- [PASSAGE]
RCA: AutoDeploy Staging Failures 2019-09-17
https://docs.google.com/document/d/1qUsz0wBAC3K_mnCTwANfVav6RslWP6AI5KgQXIRhZ4c/edit
Introduction
Summary
- Services Impacted: AutoDeploy
- Users & Teams Involved: Delivery, Infrastructure
- Incident Window (UTC): 2019-09-17 through 2019-09-18
Merged code introduced a post deployment background migration that was estimated to take 16 hours in production, failed to run at all against our staging environment. The failure to run on staging triggered incorrect corrective actions on the staging environment. Due to the failure a new Merge Request was built which delayed the creation and subsequent release of the desired auto-deploy branch when needing to wait for testing and building to complete.

- [DATA BLOCK]
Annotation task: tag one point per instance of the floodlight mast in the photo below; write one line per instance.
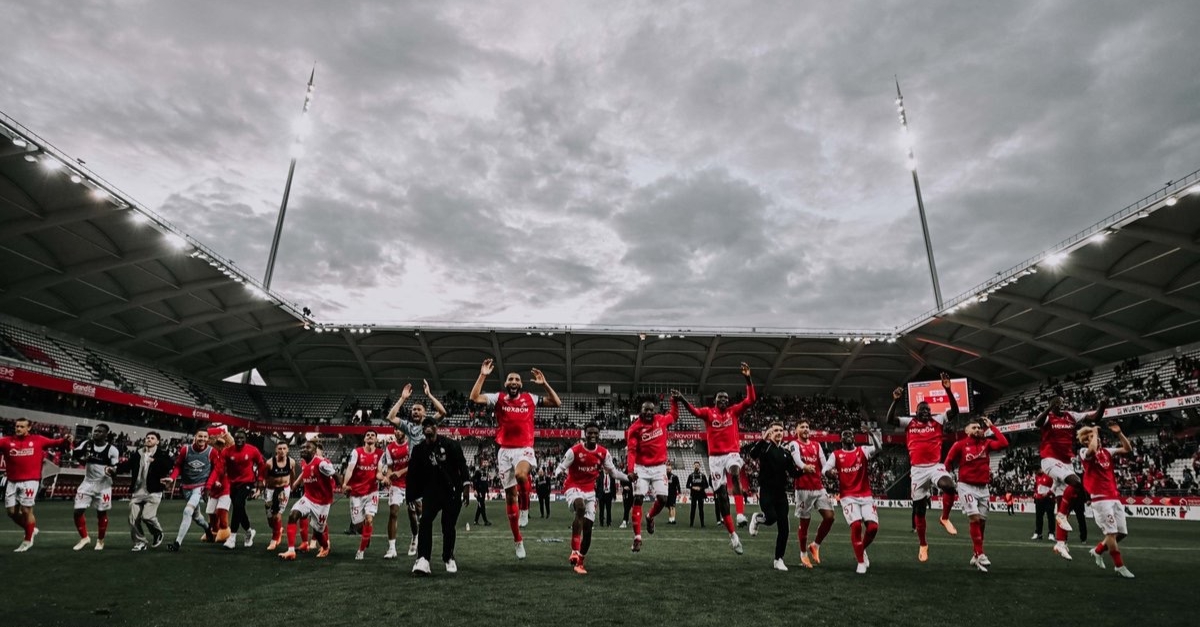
(921, 202)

- [PROBLEM SET]
[1] Based on the incident report, decide whether each statement agrees with it: (a) the incident window ran from 2019-09-17 through 2019-09-18; (b) the background migration ran on staging but took too long; (c) the Infrastructure team was involved. Answer yes or no for each, quoting the deciding words.
[2] Summarize the incident report in two sentences.
[3] Copy the incident report word for word, starting at "RCA: AutoDeploy Staging" and ending at "building to complete.".

- [ANSWER LIST]
[1]
(a) Yes: "Incident Window (UTC): 2019-09-17 through 2019-09-18"
(b) No: "failed to run at all against our staging environment"
(c) Yes: "Users & Teams Involved: Delivery, Infrastructure"

[2] Merged code added a post deployment background migration, estimated to take 16 hours in production, that failed to run at all on staging and triggered incorrect corrective actions there. A new merge request was then built, which delayed the creation and release of the auto-deploy branch while testing and building completed.

[3]
RCA: AutoDeploy Staging Failures 2019-09-17
https://docs.google.com/document/d/1qUsz0wBAC3K_mnCTwANfVav6RslWP6AI5KgQXIRhZ4c/edit
Introduction
Summary
- Services Impacted: AutoDeploy
- Users & Teams Involved: Delivery, Infrastructure
- Incident Window (UTC): 2019-09-17 through 2019-09-18
Merged code introduced a post deployment background migration that was estimated to take 16 hours in production, failed to run at all against our staging environment. The failure to run on staging triggered incorrect corrective actions on the staging environment. Due to the failure a new Merge Request was built which delayed the creation and subsequent release of the desired auto-deploy branch when needing to wait for testing and building to complete.